++++ CYTOWANY FRAGMENT

Joga – kurs dla początkujących
Joga od podstaw
Jestem świeżo po kursie Jogi od podstaw, więc muszę się z Wami podzielić wrażeniami.
Zawsze chciałam zrobić taki kurs, bo mimo, że chodziłam już na jogę, to zawsze były to zajęcia w klubie fitness. I co w tym złego? Ano nic. Trafiałam na świetne prowadzące – Anię w ZdroFit Wola w Warszawie i Basię w Calypso Rzeszów, ale klub fitness rządzi się swoimi prawami. Na zajęcia przychodzą osoby, które są na nich pierwszy, drugi, piąty raz, bo chcą spróbować co to takiego ta joga i są też osoby, które chodzą od roku, dwóch, pięciu. Zadaniem prowadzącego, bardzo trudnym zadaniem, jest to, aby każda z tych osób wyszła z zajęć zadowolona. Dlatego nie ma tu możliwości rozłożenia każdej pozycji na czynniki pierwsze i nauczenia podstaw–podstaw, a mi na tym zależało. Zawsze miałam wątpliwości czy dobrze stawiam stopy, czy odległość nóg w Wojowniku jest ok itp.
Dlatego kiedy dostałam zaproszenie na kurs do Szkoły Jogi Aldony Florkiewicz (SJAF) bardzo się ucieszyłam, ale musiałam trochę poczekać. Zaproszenie dostałam chyba w grudniu, kiedy miałam w domu dwumiesięczną Gaję, która nie uznaje butelki :-/ Kurs podstawowy w SJAF trwa 2 miesiące, a zajęcia odbywają się 2 razy w tygodniu i trwają 90 min, więc nie było szans, żebym na nie chodziła.
Jednak przyszedł czerwiec, Dziecie me zaczęło jeść stałe pokarmy, więc postanowiłam się zapisać.

++++++++

## DO WYKONANIA
a) Ile trwa kurs podstawowy w SJAF według tekstu o kursie jogi od podstaw?
b) Oceń, czy poniższe stwierdzenia zgadzają się z tekstem o kursie jogi od podstaw: (i) zajęcia w SJAF odbywają się dwa razy w tygodniu; (ii) zaproszenie na kurs przyszło w czerwcu; (iii) zajęcia w SJAF trwają 60 minut. Przy każdym odpowiedz tak lub nie i przytocz rozstrzygające słowa tekstu.
c) Kontynuuj tekst o kursie jogi od podstaw od miejsca, w którym się kończy.

++++ PREZENTOWANY MATERIAŁ

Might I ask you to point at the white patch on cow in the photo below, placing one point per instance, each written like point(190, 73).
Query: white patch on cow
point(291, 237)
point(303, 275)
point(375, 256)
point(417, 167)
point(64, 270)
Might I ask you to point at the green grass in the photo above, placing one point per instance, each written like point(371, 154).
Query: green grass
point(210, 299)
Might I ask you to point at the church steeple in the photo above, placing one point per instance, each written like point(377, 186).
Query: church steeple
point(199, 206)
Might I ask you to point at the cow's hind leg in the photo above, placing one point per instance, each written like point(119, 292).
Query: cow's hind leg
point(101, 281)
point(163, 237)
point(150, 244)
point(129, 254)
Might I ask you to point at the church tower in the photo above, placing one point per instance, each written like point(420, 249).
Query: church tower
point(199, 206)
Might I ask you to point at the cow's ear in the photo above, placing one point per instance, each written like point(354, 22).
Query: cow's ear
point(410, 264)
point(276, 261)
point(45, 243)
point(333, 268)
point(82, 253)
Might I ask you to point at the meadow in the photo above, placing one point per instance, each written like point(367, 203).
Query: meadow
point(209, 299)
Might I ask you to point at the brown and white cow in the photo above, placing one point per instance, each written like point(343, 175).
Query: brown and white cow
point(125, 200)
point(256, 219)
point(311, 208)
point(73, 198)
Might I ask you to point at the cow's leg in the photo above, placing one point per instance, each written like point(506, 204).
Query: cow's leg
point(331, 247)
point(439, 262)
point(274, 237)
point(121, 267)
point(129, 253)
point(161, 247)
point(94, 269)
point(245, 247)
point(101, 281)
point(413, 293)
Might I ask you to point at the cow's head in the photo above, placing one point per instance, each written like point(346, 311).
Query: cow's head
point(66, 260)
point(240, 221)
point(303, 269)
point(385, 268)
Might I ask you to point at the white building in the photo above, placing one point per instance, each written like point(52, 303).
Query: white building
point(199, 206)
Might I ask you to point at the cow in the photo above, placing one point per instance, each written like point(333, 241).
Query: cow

++++++++

## ODPOWIEDZI KOŃCOWE
a) Kurs podstawowy w SJAF trwa 2 miesiące.

b)
(i) Tak: „zajęcia odbywają się 2 razy w tygodniu”.
(ii) Nie: „Zaproszenie dostałam chyba w grudniu”.
(iii) Nie: „trwają 90 min”.

c)
Czego oczekiwałam od takiego kursu ?
Podstaw, podstaw i jeszcze raz podstaw i dokładnie to dostałam. Większość zajęć na moim kursie prowadziła właścicielka SJ – Aldona Florkiewicz. Aldona ma świetną metodykę nauczania. Widać, że robi to od lat, bo naprawdę rozłożyliśmy na czynniki pierwsze dłonie, stopy, barki i każdą pozycję, którą bardzo dokładnie omawiała i pokazywała. Co ważne, w naszej grupie było sporo osób z ograniczeniami ruchowymi – a to kręgosłup, a to stopa, a to kolano, więc pilnowała i modyfikowała pozycje, żeby było bezpiecznie dla każdego. Inne prowadzące też świetne, choć Asia tak nas przegoniła na ostatnich zajęciach, że byłam mokra i ledwo oddychałam 😀
Sama SJAF jest miejscem niezwykłym. Ścisłe centrum (ul. Asnyka), a już wejście do budynku pochodzi jakby z innej bajki. Na zewnętrznych schodach oraz klatce schodowej (szkoła mieści się na 3 piętrze) znajdują się kwiaty. Jest zielono, pięknie pachnie i już ten spacer na górę powoduje, że czujemy się inaczej. Szkoła rządzi się swoimi prawami. Na wejściu zdejmujemy buty, a na zajęciach ćwiczymy boso – nie w skarpetkach, nie w butach do jogi – boso. Jeśli chodzisz do klubu fitness, to SJAF mało go przypomina – szatnie, wspólny pokój. Mega klimatyczne miejsce.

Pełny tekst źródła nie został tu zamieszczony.